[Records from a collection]

____________

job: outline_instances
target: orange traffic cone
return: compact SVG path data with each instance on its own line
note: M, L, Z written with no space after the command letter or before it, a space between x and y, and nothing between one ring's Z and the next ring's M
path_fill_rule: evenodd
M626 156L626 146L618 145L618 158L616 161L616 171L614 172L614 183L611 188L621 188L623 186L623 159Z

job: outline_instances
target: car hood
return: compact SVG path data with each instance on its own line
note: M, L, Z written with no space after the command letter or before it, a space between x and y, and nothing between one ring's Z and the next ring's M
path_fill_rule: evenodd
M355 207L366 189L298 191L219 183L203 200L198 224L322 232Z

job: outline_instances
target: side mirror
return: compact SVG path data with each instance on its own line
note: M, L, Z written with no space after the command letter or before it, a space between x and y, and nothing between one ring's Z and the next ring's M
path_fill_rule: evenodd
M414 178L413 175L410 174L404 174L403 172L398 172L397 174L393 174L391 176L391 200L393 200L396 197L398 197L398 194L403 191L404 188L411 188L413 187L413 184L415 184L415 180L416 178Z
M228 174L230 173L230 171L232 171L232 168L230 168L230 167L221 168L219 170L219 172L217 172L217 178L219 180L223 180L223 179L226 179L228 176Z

____________

**PROBLEM:** Convert the records above into a two-column CSV with the header row request,response. Give one row per record, with the record's text in request and its answer in response, each field quoted and any line breaks in it replaced by spaces.

**COMPLETE ANSWER:**
request,response
"job: outline_instances target: orange traffic cone return: compact SVG path data with each instance on its own line note: M, L, Z written with no space after the command letter or before it, a space between x and y, and nothing between one ring's Z and the next ring's M path_fill_rule: evenodd","M626 156L626 146L618 145L618 158L616 161L616 171L614 172L614 183L611 188L621 188L623 186L623 159Z"
"job: outline_instances target: car hood return: compact SVG path data with each instance on its own line note: M, L, Z written with no space after the command letter or before it, a space between x and y, and nothing between one ring's Z and the next ring's M path_fill_rule: evenodd","M355 207L366 189L298 191L219 183L203 200L198 224L322 232Z"
"job: outline_instances target: side mirror return: compact SVG path data with each instance on its own line note: M, L, Z written with no space after the command letter or before it, a space between x and y, and nothing between one ring's Z and the next ring's M path_fill_rule: evenodd","M414 178L413 175L410 174L404 174L403 172L398 172L397 174L393 174L391 176L391 200L393 200L396 197L398 197L398 194L403 191L404 188L411 188L413 187L413 184L415 184L415 180L416 178Z M228 174L230 173L230 171L232 171L232 168L230 168L230 167L221 168L219 170L219 172L217 172L217 178L219 180L223 180L223 179L226 179L228 176Z"